_EXCERPT TO READ_
Microsoft has announced that its acquisition of Nokia’s devices and services business is complete

Finnish vendor Nokia has announced an operating loss of €1.34bn for 1Q12, blaming “greater than expected competitive challenges and seasonality”. The Finnish firm posted net sales of just €7.4bn, down from the €10.4bn it posted in the first quarter of last year, in which it made €439m in operating profit.

Sales in the smartphone space stood at just 12 million units in 1Q12, less than half of the 24.2 million it shipped in 1Q11. While the feature phone space fell from over 84 million in 1Q11 to just 71 million units in 1Q12. The firm was also hit by €772m worth of charges related to restructuring activities for its infrastructure business, Nokia Siemens Networks.

Nokia CEO, Stephen Elop, said that the firm is undergoing a transition in a fast moving environment, but stressed that it has launched four Lumia devices ahead of schedule to “encouraging awards and popular acclaim”.

“The actual sales results have been mixed,” he admitted, however. “Establishing momentum in certain markets including the UK has been more challenging.”

He added that Nokia’s feature phones are now being challenged by full touch devices, and as a result the firm is taking measures to continue to renew its Series 40 platform.

“We plan to strengthen our line-up in Q2 2012. We are making investments in our Mobile Phones business unit aimed at addressing the gaps in our offering.”

Malik Saadi, principal analyst at Informa Telecoms & Media blamed the poor performance in the feature phone space on the proliferation of the grey market goods and competition from ODMs and domestic brands, particularly in China and India.

“Operators are starting to promote their own brands and require more flexibility from their OEM partners, which means that Nokia will find it hard to compete with the Asian manufacturers,” he said.

He added that the adoption of Windows Phone as the primary OS has not yet paid off as Nokia hoped.

“Sales of Lumia devices in Europe and other parts of the world continue to be below our expectations. The current high-end Lumia devices are still no match for the iPhone and Samsung’s top-end Android smartphones, and mobile operators are finding it much easier to sell devices on Android or iOS platform,” said Saadi.

_DATASET EXTRACT_
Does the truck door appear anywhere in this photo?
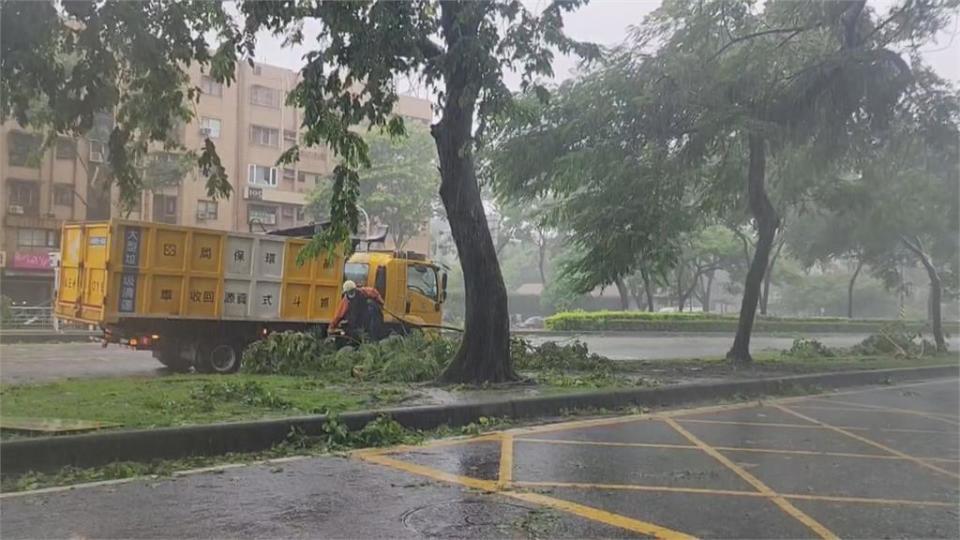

_STATED TASK 1_
According to the Nokia quarterly results article, how many smartphone units did Nokia sell in 1Q12?
_STATED TASK 2_
Copy the passage of the Nokia quarterly results article that begins at the words "Finnish vendor Nokia" and stops after "in operating profit.", renaming "Finnish" to "Nordic" wherever it occurs.

_CORRECT OUTPUT 1_
12 million units.

_CORRECT OUTPUT 2_
Nordic vendor Nokia has announced an operating loss of €1.34bn for 1Q12, blaming “greater than expected competitive challenges and seasonality”. The Nordic firm posted net sales of just €7.4bn, down from the €10.4bn it posted in the first quarter of last year, in which it made €439m in operating profit.